— Start ENTRIES SUPPLIED —
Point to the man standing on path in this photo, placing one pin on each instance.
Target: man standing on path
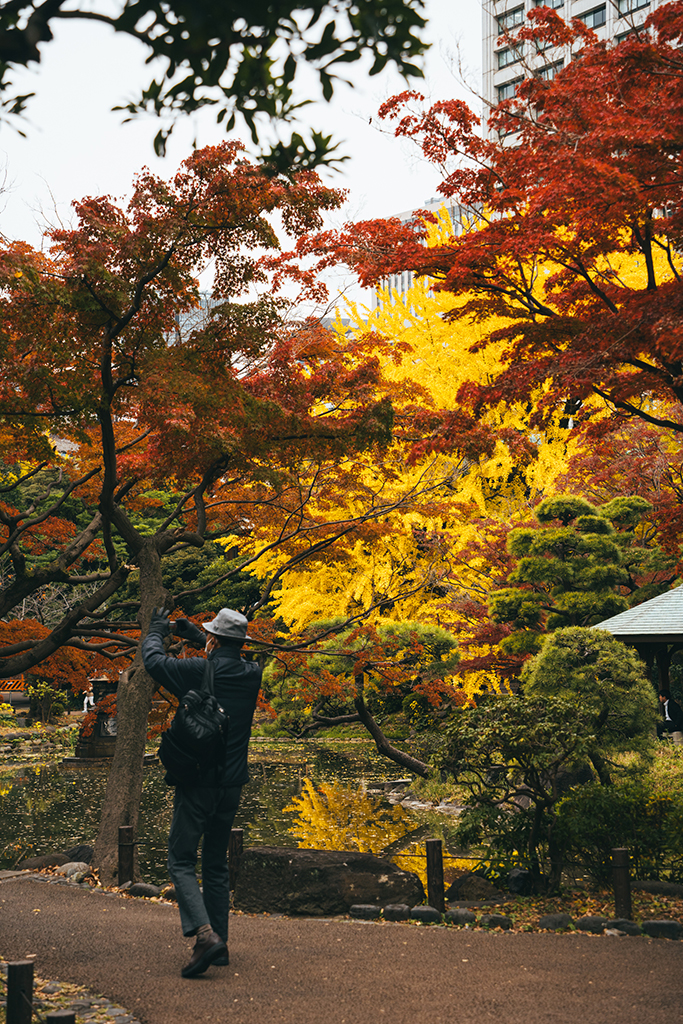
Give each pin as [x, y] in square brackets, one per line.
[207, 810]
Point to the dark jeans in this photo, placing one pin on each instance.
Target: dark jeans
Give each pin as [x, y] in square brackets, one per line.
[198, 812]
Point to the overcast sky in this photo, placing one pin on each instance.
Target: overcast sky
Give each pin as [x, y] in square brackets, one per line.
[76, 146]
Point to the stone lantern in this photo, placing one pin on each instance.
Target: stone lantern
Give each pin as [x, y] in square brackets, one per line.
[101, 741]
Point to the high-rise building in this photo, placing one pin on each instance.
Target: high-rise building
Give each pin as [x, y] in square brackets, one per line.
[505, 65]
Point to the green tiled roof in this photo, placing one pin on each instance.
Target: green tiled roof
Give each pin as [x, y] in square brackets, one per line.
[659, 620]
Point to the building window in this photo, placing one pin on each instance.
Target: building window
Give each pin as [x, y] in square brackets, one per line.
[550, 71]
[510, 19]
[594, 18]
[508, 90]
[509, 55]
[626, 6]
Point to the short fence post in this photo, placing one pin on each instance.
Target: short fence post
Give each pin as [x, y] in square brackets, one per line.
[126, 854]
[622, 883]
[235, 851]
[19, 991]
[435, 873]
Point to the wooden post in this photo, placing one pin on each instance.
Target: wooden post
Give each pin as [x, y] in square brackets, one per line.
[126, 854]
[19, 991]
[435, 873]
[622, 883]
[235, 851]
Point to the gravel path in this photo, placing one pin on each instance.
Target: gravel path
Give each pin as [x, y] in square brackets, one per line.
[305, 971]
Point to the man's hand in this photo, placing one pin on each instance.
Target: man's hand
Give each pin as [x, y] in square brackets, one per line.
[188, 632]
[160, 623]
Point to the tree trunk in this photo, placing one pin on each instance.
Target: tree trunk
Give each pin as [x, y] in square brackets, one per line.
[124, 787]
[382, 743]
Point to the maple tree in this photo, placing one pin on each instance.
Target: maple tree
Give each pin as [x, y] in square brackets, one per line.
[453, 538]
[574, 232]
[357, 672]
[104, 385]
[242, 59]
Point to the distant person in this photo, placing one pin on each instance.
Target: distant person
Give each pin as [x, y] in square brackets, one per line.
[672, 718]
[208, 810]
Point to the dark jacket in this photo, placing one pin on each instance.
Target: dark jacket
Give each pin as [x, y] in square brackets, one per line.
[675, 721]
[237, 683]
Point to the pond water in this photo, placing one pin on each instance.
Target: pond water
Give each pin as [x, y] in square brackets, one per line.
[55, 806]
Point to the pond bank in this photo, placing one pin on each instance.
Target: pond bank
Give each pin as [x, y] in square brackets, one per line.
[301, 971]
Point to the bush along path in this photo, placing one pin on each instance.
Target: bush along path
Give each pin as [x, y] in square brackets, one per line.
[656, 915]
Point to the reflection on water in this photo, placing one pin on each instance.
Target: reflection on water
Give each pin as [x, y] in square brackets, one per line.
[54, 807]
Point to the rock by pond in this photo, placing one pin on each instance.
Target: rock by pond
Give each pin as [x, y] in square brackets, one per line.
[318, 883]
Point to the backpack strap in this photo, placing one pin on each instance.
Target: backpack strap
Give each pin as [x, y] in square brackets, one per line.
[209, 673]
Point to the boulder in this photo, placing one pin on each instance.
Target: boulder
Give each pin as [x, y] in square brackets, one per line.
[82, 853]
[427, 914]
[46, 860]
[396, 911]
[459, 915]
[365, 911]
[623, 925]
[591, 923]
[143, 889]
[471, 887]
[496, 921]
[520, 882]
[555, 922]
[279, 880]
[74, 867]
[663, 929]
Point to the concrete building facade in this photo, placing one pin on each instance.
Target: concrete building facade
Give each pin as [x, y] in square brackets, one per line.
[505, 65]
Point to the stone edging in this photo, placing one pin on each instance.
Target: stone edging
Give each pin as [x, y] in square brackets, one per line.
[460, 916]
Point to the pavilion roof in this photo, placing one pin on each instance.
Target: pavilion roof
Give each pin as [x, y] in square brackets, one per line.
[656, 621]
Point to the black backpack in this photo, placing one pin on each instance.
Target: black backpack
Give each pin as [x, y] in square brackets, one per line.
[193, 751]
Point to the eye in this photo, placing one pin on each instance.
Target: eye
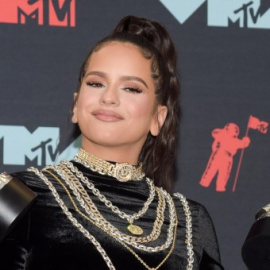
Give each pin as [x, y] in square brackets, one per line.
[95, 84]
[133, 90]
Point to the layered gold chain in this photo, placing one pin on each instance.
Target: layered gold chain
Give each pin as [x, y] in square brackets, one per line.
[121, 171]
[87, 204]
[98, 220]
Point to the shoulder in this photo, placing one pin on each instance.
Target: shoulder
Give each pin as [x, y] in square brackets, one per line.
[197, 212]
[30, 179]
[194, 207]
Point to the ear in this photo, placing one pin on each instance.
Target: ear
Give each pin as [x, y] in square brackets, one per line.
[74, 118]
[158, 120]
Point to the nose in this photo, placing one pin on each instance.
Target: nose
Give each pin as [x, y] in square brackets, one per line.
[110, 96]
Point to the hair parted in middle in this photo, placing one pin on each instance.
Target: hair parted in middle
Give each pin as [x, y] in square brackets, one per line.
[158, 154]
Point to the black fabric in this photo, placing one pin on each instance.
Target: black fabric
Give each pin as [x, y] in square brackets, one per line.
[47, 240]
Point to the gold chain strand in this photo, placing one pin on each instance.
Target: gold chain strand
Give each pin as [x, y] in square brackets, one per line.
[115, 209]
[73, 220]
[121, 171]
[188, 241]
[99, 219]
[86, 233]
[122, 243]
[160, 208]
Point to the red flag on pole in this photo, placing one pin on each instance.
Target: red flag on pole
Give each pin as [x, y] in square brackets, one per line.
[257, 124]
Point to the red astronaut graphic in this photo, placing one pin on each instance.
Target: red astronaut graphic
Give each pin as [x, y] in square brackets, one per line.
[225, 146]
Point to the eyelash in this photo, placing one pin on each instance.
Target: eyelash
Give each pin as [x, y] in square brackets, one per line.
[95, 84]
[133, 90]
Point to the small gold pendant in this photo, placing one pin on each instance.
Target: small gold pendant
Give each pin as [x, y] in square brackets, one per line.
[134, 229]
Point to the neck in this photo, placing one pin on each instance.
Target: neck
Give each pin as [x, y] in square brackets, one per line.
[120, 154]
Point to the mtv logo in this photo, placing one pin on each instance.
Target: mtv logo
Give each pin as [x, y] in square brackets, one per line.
— End ENTRIES SUPPLIED —
— Start ENTRIES SUPPLIED —
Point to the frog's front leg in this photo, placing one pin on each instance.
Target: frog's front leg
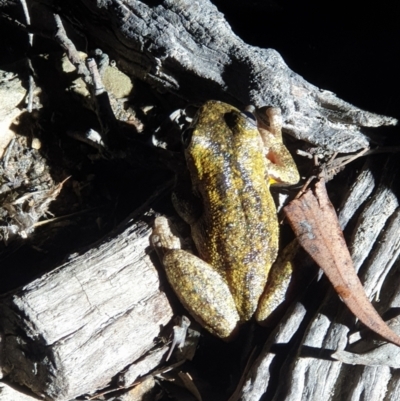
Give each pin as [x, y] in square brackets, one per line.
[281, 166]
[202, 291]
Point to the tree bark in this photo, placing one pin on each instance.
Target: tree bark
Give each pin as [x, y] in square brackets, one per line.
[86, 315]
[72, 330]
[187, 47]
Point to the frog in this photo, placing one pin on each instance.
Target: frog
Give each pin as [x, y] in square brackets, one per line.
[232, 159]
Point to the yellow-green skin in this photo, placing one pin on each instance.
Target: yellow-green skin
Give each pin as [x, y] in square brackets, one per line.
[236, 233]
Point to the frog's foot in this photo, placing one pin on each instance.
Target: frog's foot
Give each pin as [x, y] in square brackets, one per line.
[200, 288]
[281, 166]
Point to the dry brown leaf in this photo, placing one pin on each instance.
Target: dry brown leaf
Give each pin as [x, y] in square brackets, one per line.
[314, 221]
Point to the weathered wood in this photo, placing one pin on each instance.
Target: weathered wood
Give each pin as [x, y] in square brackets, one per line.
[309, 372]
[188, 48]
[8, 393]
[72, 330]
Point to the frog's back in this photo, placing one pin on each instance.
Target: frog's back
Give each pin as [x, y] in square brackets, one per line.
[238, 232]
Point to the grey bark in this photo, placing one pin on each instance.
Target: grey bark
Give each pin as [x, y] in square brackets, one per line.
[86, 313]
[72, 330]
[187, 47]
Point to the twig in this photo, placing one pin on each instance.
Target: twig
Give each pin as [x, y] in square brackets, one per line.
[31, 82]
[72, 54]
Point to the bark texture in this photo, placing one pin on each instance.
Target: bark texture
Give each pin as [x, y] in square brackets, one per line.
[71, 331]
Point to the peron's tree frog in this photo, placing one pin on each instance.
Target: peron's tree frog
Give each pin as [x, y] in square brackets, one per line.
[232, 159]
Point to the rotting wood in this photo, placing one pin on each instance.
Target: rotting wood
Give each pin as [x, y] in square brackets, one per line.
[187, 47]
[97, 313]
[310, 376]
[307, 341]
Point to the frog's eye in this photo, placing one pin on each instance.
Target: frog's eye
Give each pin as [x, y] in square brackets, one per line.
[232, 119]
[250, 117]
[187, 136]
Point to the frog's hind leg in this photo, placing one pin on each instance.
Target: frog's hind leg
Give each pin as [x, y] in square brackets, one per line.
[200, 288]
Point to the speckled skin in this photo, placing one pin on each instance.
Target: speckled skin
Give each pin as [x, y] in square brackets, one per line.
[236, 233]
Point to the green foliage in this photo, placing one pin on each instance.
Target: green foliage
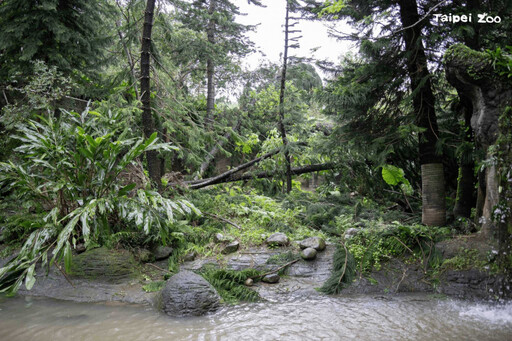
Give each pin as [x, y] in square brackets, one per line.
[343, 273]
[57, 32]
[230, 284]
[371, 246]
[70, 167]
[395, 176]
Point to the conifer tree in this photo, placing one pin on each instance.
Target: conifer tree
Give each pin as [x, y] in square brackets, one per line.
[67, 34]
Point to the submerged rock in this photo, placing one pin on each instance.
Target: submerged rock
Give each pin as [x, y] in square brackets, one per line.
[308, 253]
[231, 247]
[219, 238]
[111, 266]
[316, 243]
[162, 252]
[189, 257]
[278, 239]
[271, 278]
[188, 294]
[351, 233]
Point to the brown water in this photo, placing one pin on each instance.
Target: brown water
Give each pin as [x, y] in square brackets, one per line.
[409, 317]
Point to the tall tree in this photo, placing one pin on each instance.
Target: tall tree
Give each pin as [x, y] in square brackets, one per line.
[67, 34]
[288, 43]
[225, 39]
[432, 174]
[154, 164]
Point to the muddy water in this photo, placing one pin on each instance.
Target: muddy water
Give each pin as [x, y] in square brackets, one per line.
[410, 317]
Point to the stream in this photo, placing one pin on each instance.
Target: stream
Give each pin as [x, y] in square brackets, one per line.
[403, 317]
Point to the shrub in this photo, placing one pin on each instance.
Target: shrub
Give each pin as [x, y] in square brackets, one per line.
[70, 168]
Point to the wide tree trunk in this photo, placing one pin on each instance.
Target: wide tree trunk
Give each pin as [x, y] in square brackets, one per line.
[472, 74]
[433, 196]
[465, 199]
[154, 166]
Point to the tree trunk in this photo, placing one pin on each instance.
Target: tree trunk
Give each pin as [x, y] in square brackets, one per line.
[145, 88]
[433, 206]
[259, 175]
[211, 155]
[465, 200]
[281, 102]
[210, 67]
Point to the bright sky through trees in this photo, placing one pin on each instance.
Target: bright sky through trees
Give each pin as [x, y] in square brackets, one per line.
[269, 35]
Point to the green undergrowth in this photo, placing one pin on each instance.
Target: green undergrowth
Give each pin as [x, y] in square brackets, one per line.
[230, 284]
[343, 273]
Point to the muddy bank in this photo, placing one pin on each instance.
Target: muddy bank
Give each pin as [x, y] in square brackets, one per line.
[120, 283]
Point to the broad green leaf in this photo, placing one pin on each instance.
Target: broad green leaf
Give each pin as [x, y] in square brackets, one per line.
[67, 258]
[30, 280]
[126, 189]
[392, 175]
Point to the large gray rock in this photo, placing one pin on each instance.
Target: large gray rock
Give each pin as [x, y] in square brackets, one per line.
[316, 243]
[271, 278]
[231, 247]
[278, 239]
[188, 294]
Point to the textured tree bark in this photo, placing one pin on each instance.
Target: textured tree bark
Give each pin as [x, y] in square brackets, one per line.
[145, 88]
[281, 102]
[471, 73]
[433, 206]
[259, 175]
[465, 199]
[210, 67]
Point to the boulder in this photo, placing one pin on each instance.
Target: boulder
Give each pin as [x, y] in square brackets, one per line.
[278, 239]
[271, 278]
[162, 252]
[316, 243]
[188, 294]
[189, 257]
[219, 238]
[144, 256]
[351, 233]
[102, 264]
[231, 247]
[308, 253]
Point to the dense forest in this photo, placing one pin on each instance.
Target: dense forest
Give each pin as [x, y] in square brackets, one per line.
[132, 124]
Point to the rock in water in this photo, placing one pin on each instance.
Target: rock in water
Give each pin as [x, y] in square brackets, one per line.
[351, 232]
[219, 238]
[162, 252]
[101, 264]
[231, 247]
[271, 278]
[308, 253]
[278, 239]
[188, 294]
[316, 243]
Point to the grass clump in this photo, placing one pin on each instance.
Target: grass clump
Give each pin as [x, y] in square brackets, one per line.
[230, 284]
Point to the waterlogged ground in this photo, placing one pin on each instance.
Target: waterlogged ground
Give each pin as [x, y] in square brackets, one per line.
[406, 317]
— End ENTRIES SUPPLIED —
— Start ENTRIES SUPPLIED —
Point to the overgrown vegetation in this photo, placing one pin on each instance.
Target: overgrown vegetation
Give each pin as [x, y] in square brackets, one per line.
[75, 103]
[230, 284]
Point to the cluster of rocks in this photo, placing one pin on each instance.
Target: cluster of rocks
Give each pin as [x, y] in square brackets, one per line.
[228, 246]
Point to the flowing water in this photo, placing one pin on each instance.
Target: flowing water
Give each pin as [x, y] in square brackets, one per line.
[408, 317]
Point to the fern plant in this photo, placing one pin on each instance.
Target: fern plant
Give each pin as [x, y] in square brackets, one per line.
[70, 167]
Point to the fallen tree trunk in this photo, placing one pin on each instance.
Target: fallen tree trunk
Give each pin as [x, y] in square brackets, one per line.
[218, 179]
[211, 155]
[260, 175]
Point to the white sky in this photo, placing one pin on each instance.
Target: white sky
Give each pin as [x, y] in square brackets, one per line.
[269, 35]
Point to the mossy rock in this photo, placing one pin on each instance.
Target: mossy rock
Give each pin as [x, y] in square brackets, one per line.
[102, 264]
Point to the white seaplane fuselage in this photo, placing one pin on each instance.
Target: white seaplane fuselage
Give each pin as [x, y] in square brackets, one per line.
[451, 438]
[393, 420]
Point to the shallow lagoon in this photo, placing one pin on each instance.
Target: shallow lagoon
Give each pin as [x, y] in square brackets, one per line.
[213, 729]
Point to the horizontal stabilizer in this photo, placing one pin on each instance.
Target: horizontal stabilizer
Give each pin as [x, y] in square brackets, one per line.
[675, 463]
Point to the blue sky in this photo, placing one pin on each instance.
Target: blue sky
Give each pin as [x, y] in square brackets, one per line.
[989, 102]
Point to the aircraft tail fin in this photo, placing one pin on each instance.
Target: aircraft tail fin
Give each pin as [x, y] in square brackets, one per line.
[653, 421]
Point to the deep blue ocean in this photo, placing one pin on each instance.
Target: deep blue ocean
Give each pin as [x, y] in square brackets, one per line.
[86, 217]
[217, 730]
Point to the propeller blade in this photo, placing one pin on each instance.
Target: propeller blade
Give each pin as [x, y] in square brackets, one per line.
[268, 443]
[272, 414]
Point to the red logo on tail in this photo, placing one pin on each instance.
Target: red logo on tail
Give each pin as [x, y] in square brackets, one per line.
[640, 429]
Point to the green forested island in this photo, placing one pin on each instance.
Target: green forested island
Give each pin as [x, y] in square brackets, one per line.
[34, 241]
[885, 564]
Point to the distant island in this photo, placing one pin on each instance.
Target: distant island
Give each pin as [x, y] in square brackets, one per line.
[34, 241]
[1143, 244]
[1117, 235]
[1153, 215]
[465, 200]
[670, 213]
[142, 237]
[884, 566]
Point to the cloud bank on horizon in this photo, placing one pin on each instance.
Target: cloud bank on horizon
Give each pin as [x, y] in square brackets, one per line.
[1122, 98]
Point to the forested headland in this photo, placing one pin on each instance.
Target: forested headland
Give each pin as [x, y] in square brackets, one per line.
— End ENTRIES SUPPLIED —
> **WHAT NEEDS TO BE DONE**
Return every line of the records above that contains the word "pond", copying each such line unchanged and in its original order.

> **FINAL ANSWER**
Point to the pond water in this photo, placing one pin on each instance.
Target: pond water
Point to the pond bank in this photo, placing one pin on each instance.
Target: pond bank
Point to the rock by pond in this photo, placing one pin on each instance.
Target: rock by pond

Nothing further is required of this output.